◆ **Registros de puntos**:
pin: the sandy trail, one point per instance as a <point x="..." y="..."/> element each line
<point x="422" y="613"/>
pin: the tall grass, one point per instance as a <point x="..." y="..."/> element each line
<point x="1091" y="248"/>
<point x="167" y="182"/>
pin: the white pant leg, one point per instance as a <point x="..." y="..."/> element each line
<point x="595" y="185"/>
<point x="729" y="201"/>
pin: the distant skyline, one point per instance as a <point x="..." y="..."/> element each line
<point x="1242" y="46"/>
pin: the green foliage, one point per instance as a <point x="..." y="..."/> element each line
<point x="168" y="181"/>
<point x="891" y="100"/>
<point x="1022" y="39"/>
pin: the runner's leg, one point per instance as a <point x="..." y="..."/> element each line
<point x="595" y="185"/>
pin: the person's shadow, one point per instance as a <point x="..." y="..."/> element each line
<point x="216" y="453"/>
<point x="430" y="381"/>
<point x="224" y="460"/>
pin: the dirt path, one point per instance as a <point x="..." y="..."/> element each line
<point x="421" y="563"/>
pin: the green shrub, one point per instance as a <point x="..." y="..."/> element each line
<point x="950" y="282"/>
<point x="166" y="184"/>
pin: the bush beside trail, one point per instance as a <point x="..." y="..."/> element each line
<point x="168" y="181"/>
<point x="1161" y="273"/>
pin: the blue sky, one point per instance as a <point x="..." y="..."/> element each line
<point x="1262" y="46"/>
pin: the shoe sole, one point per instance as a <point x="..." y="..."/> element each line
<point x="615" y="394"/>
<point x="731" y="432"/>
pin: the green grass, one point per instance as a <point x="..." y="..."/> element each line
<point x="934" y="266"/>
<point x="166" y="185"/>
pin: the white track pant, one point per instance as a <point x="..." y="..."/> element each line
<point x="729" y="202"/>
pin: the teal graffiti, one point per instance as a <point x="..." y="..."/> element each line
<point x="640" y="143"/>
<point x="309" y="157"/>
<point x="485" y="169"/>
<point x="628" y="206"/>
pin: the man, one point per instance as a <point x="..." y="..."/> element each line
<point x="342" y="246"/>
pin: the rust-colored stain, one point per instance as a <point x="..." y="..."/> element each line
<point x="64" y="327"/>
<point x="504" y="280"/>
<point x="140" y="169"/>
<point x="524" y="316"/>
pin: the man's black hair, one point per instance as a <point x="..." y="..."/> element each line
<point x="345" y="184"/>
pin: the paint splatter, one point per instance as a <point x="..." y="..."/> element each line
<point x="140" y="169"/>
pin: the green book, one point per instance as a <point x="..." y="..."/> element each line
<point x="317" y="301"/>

◆ **Enunciado**: Reescribe todas las líneas, empezando por la que contiene "pin: the blue" y siguiendo hasta el final de las entradas, ambas incluidas. Suma 36 a cada coordenada x e y de las respuestas.

◆ **Solución**:
pin: the blue sky, one point per instance as a <point x="..." y="..."/> element each line
<point x="1298" y="82"/>
pin: the shoe sole, one point per instance as a <point x="..." y="..."/> element each line
<point x="651" y="430"/>
<point x="767" y="468"/>
pin: the green grass, one point per instance as a <point x="..." y="..."/> element each line
<point x="970" y="302"/>
<point x="202" y="221"/>
pin: the white track pant, one point per instance as a <point x="..." y="..."/> element each line
<point x="765" y="238"/>
pin: the teal graffiti, one point per instance as a <point x="..." y="..."/> element each line
<point x="676" y="179"/>
<point x="345" y="193"/>
<point x="521" y="205"/>
<point x="664" y="242"/>
pin: the man, one point per instance as a <point x="..." y="..."/> element each line
<point x="378" y="282"/>
pin: the rust-colored stain, one point per instance as a <point x="..." y="..."/> element each line
<point x="100" y="363"/>
<point x="540" y="316"/>
<point x="176" y="205"/>
<point x="560" y="352"/>
pin: the man's black hair, one point per instance as a <point x="..." y="..."/> element each line
<point x="381" y="220"/>
pin: the paint splatter, one point per instance as a <point x="..." y="..."/> element each line
<point x="176" y="205"/>
pin: the green book, one point per instance as a <point x="..." y="..."/> element each line
<point x="353" y="337"/>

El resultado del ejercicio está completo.